[Object pointing dataset rows]
++++
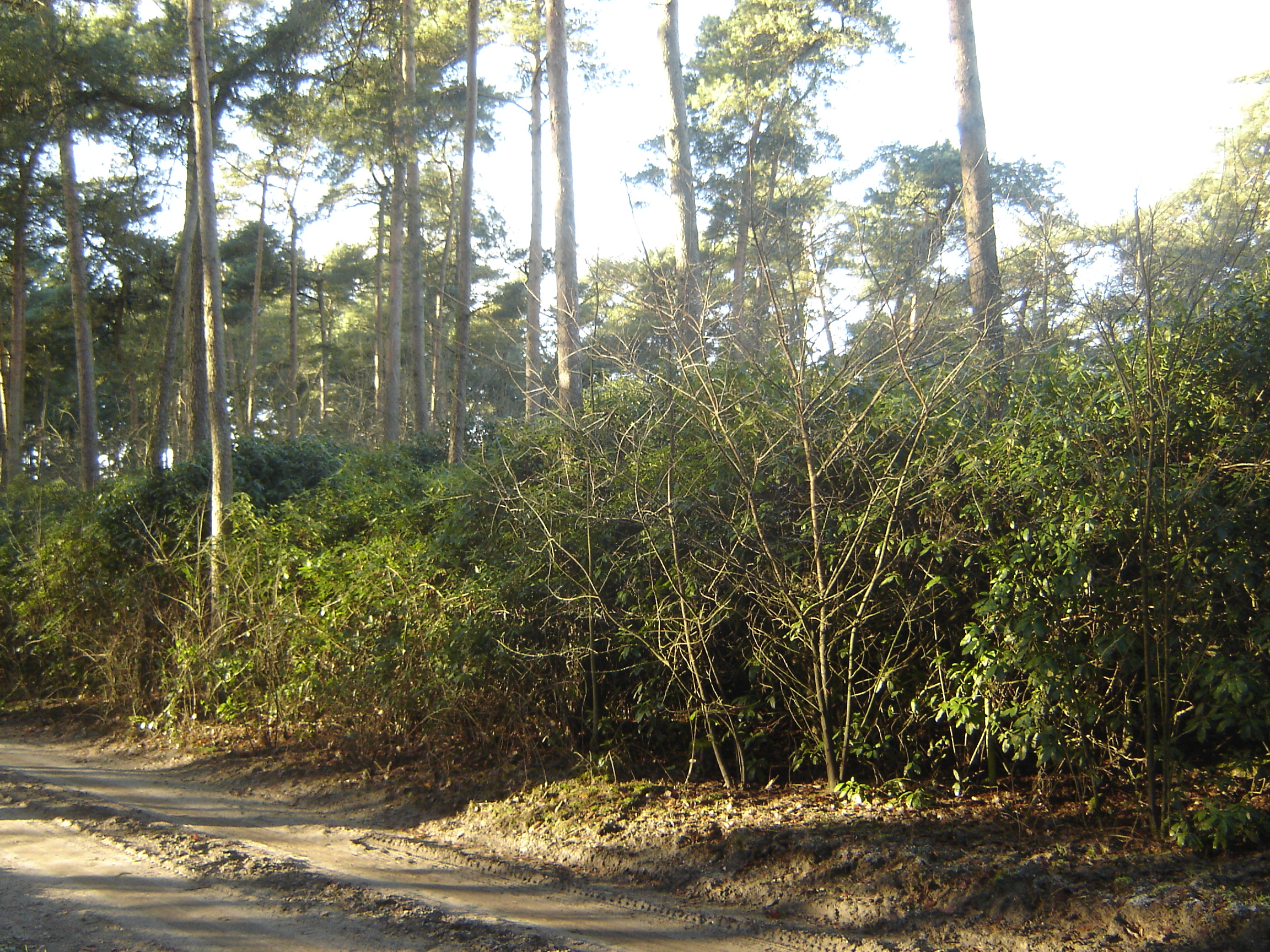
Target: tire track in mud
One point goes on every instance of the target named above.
(289, 857)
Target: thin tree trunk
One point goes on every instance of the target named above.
(214, 318)
(196, 352)
(324, 333)
(464, 318)
(439, 323)
(976, 182)
(15, 410)
(568, 381)
(379, 304)
(89, 466)
(177, 314)
(393, 345)
(415, 223)
(294, 327)
(534, 394)
(253, 331)
(747, 337)
(682, 183)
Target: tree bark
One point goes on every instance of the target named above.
(568, 381)
(178, 311)
(15, 410)
(464, 318)
(393, 345)
(534, 394)
(415, 221)
(976, 182)
(324, 337)
(89, 466)
(253, 331)
(679, 152)
(379, 302)
(196, 351)
(439, 322)
(747, 336)
(294, 325)
(214, 316)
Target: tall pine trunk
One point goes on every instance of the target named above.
(85, 372)
(254, 323)
(324, 337)
(14, 395)
(379, 301)
(464, 318)
(393, 344)
(568, 380)
(196, 352)
(976, 182)
(294, 325)
(415, 221)
(178, 309)
(534, 394)
(687, 253)
(214, 318)
(745, 329)
(439, 320)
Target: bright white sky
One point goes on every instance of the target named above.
(1128, 95)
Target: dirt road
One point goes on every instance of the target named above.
(102, 854)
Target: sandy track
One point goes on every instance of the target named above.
(149, 903)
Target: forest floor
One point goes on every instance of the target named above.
(112, 840)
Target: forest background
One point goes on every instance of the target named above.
(816, 490)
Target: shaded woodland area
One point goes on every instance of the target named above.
(1010, 517)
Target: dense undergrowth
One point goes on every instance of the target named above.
(918, 571)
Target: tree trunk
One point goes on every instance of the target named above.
(253, 329)
(15, 410)
(534, 395)
(324, 333)
(393, 345)
(89, 468)
(568, 382)
(687, 253)
(976, 182)
(464, 318)
(196, 349)
(294, 327)
(439, 322)
(178, 311)
(214, 318)
(415, 221)
(379, 302)
(747, 336)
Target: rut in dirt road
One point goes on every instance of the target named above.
(308, 852)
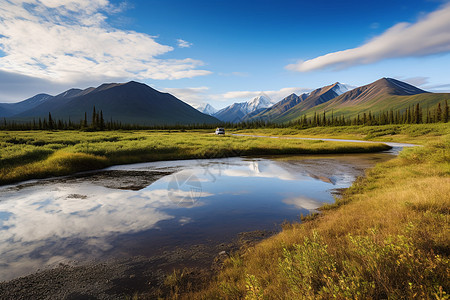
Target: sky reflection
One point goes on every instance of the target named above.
(88, 217)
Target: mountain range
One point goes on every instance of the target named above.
(131, 103)
(137, 103)
(236, 112)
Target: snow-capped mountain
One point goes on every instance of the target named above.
(237, 111)
(260, 101)
(206, 108)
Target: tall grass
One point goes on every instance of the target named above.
(26, 155)
(387, 238)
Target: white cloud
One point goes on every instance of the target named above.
(430, 35)
(67, 41)
(183, 43)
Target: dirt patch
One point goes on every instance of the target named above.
(121, 278)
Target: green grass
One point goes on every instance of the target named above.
(39, 154)
(387, 237)
(413, 133)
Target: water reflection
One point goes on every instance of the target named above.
(142, 208)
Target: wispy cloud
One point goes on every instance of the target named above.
(430, 35)
(237, 74)
(67, 41)
(183, 44)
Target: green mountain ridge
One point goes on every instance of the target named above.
(380, 96)
(129, 103)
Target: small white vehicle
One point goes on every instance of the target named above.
(220, 130)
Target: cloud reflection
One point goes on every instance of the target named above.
(45, 225)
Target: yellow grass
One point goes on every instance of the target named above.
(388, 237)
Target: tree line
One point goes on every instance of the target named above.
(412, 115)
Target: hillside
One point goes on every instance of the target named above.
(382, 95)
(132, 103)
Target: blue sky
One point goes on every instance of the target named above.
(221, 52)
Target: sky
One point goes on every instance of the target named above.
(221, 51)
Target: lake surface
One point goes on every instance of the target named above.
(145, 209)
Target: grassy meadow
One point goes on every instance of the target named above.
(386, 237)
(39, 154)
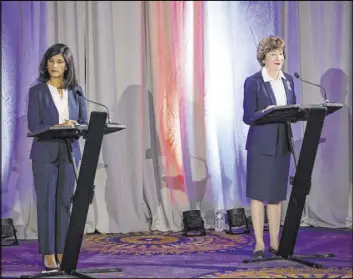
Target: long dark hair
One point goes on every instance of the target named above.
(70, 79)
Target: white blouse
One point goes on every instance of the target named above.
(62, 105)
(277, 87)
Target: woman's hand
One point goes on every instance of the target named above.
(268, 107)
(70, 123)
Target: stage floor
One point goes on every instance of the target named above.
(170, 255)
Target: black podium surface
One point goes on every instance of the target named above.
(314, 115)
(93, 133)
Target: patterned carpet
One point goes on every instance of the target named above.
(170, 255)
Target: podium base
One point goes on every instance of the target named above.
(80, 273)
(297, 258)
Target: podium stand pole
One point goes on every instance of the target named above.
(72, 157)
(83, 195)
(301, 188)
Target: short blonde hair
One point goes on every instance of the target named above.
(268, 44)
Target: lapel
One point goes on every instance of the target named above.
(269, 91)
(288, 89)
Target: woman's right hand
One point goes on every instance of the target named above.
(268, 107)
(70, 123)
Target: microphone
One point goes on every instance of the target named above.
(78, 91)
(298, 77)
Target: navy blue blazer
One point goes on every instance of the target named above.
(257, 96)
(42, 114)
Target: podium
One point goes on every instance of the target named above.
(93, 133)
(315, 116)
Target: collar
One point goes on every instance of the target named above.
(267, 78)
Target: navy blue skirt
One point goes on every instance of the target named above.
(267, 176)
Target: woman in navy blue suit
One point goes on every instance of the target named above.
(268, 152)
(53, 102)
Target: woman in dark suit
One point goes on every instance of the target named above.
(268, 153)
(53, 102)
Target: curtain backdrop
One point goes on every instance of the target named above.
(173, 72)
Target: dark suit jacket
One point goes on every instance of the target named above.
(257, 96)
(42, 114)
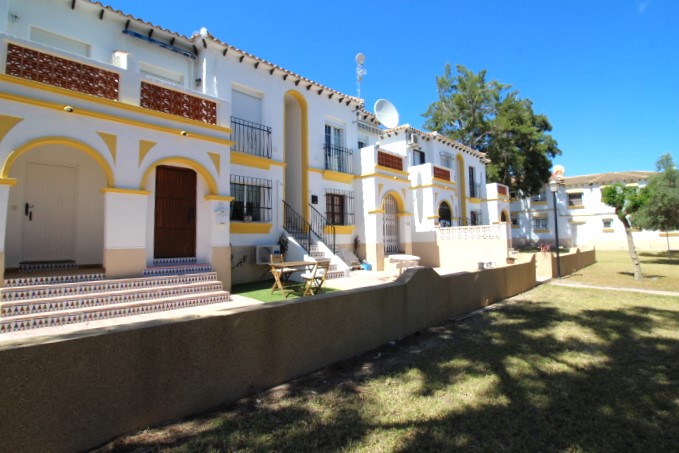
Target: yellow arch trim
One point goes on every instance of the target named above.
(199, 168)
(305, 148)
(72, 143)
(399, 201)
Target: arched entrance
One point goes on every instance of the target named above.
(56, 209)
(296, 153)
(175, 213)
(390, 225)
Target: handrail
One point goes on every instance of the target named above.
(323, 229)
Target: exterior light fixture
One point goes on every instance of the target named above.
(554, 188)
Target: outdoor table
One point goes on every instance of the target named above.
(402, 261)
(279, 283)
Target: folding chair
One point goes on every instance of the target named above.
(314, 280)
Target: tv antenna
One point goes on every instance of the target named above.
(360, 71)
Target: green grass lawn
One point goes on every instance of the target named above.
(261, 291)
(614, 268)
(554, 369)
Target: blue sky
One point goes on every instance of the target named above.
(605, 72)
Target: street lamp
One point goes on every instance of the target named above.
(554, 187)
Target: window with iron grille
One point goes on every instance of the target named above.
(575, 199)
(339, 207)
(540, 223)
(252, 199)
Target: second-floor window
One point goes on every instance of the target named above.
(252, 199)
(540, 223)
(339, 207)
(575, 199)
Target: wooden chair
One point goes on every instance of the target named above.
(280, 274)
(315, 278)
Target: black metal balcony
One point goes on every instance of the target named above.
(338, 158)
(251, 138)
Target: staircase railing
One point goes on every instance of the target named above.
(323, 229)
(298, 228)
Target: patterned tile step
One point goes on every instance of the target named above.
(115, 311)
(180, 269)
(46, 265)
(173, 261)
(52, 279)
(100, 286)
(64, 303)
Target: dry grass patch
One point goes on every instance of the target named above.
(614, 268)
(555, 369)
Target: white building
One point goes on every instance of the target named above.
(123, 143)
(583, 219)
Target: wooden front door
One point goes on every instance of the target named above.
(175, 216)
(49, 213)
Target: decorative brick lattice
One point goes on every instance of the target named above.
(441, 173)
(389, 160)
(470, 233)
(176, 103)
(40, 67)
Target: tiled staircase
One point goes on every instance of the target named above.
(33, 301)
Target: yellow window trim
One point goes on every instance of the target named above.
(250, 228)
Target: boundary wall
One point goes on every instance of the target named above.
(74, 392)
(570, 262)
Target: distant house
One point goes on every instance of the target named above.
(123, 143)
(584, 220)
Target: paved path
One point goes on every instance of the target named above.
(613, 288)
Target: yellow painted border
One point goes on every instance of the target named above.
(200, 169)
(248, 160)
(336, 176)
(340, 229)
(42, 141)
(77, 110)
(250, 228)
(125, 191)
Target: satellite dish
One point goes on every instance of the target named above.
(386, 113)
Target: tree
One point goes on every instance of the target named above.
(661, 209)
(488, 117)
(626, 200)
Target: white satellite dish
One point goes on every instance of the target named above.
(386, 113)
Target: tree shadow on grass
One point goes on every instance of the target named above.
(528, 376)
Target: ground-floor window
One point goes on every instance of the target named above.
(252, 199)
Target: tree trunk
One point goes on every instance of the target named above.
(633, 253)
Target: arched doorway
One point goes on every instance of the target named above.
(175, 213)
(390, 225)
(57, 206)
(445, 216)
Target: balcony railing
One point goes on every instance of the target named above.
(338, 158)
(177, 103)
(38, 66)
(442, 173)
(250, 137)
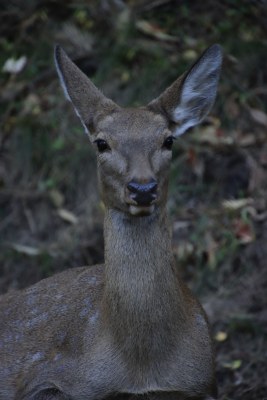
++++
* [WRITTEN PROBLEM] Pick out every line of the records that contains the word "navy" and copy each one. Treat uppercase and lowercase as different.

* [TASK RESPONSE]
Target: navy blue blazer
Target: navy blue skirt
Target: woman in navy blue suit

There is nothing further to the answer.